*Problem 1:* According to the article on Pakistan's drinking water policy, on what date was the seminar at the Serena Islamabad held?
*Problem 2:* Continue the article on Pakistan's drinking water policy from the point where it stops.

*Page extract:*
- - - -

Tap water for all
March 27, 2019
The Filthy Rich City
March 27, 2019

The Environmental Apartheid

 

The 5 star Serena Islamabad, best known for its  cost and exclusivity was the venue for holding a one  day seminar  (one lunch and many teas thrown in) on  March 22, 2010 on the subject of ‘National  Drinking Water Policy’. The  Ministry of Environment  endlessly explaining  shortage of funds as  the reason for its utter helplessness had no hesitation in  conducting  this  expensive public relations exercise, just because the  UNICEF was dishing out the dough.    Ironically   a similar funding-driven exercise in 2005 had declared availability of  clean drinking water  for all Pakistanis by 2007.  When no such thing happened even by 2009, a new declaration was made by the government that the promised clean drinking water would now be available to all Pakistanis  by 2025.   This  and  other similar issues are  likely to keep receiving  distant promises as long as they are debated at donor-funded seminars in ‘Serene’  environments by mineral water-drinking  bureaucrats  who have little understanding, skill or inclination to find solutions to such complex problems.

 

It is now universally accepted that all  citizens have an equal right  to clean air,  water, freedom from excessive and unnecessary noise, and the natural, scenic, historic, and aesthetic qualities of their environment.  In Pakistan this right of ordinary citizens has been usurped by a  mafia of  ‘environmental terrorists’.  These are a few thousand well-connected, rich, powerful  and insensitive people conspicuous by their large houses, large vehicles,   large ecological footprints and large egos.  The land and water area required to regenerate what they consume as well as to absorb  the waste that they produce  is just about 10 times  more than that of  an average citizen.  In its resource consumption and waste generation, this class of Pakistani ‘environment destroyers’  could well compete with an average American who produces  760 kg of waste per year.

- - - -

*Study material:*

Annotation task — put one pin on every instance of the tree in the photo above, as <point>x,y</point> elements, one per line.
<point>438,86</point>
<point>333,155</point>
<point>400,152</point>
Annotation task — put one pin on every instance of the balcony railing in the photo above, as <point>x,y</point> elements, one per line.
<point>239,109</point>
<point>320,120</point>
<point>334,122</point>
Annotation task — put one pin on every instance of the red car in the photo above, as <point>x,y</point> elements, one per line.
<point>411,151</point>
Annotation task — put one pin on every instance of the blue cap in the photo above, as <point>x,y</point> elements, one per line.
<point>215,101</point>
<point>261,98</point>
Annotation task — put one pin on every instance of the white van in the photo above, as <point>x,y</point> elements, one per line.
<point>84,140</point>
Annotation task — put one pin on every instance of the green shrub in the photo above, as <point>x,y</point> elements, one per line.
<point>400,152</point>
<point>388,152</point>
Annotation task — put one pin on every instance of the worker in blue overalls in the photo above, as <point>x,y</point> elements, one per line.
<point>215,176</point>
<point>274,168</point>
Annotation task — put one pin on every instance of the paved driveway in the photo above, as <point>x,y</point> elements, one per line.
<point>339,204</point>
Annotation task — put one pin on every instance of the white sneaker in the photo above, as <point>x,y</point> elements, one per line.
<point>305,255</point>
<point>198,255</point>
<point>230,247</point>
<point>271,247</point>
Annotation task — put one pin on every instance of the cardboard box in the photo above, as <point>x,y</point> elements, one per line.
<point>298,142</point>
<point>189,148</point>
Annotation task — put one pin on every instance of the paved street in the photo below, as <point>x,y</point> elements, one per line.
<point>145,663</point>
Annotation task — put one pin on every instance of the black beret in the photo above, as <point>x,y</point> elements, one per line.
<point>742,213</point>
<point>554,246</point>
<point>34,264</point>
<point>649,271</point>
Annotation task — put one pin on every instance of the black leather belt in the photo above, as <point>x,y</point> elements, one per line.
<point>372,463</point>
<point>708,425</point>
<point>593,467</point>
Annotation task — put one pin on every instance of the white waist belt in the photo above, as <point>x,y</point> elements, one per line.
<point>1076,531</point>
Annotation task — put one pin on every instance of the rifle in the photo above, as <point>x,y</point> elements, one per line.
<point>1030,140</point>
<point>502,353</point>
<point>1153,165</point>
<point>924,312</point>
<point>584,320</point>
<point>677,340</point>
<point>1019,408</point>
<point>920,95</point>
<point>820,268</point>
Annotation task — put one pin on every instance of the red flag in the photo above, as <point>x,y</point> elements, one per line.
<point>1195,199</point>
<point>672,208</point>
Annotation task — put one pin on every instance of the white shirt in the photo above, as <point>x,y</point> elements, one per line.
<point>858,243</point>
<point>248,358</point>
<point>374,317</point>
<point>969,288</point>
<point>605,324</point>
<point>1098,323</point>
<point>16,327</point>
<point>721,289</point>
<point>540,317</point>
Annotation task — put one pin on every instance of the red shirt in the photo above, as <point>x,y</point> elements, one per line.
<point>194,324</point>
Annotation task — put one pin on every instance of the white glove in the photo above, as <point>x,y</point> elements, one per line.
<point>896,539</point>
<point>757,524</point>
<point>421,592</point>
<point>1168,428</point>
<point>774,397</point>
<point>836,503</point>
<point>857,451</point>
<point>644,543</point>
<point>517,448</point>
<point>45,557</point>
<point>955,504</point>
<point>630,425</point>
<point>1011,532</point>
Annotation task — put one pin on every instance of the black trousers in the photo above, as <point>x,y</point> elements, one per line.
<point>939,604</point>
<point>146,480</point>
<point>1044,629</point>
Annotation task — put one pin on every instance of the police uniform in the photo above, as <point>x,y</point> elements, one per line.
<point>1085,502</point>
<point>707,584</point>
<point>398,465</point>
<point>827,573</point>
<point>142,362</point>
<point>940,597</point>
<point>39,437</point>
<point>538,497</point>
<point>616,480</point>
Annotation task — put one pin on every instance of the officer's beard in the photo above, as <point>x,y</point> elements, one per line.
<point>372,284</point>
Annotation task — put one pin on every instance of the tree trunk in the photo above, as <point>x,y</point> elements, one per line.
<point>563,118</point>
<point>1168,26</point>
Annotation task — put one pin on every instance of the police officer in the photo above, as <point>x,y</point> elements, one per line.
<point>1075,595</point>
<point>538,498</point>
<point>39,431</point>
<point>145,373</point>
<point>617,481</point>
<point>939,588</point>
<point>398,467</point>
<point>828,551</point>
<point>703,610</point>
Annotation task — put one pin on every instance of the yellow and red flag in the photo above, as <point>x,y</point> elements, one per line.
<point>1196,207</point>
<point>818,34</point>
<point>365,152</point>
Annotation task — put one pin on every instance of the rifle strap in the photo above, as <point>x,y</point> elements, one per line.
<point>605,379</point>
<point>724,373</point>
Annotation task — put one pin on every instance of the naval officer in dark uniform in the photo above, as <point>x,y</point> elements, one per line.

- - - -

*Expected output 1:* March 22, 2010.

*Expected output 2:*
 

The Ministry of Environment is responsible for the protection and preservation of environment. The lawless privileged elite of Pakistan has however discovered many mutually supportive ways to trample these regulations.    Plot by plot, the beautiful and scenic spots of Nathia Galli, Doonga Galli and the other ‘Galliat’ of  our northern mountains are being divided and allotted to the friends and families of the rich, powerful and connected people of Pakistan. Every year some more of the finest spots, which are in fact  public property (and the property of the   future generations), are forever snatched away and given to one of these “environmental terrorists”.  These are invariably the well placed  bureaucrats, generals, politicians, ambassadors and ministers who  manage to (much like the prohibited gun licenses and other privileges ) get these plots allotted to themselves. The former MMA Chief Minister Akram Khan Durrani, using his own discretionary powers allotted a large plot to himself at Doonga Galli.   He now has a palatial house built on this plot, taking away for all times, a beautiful piece of natural forest from the ordinary people and the future generations. An even better portion is now owned by Hamza Sharif.  For each such home, special roads are built to provide easy vehicular access, thus adding to the noise pollution and  further destroying the forest and the natural scenery. The places where ordinary citizens could visit are rapidly shrinking and being replaced by the residences of the privileged. This legalized environmental segregation  is a form of  environmental apartheid that needs to be stopped and reversed.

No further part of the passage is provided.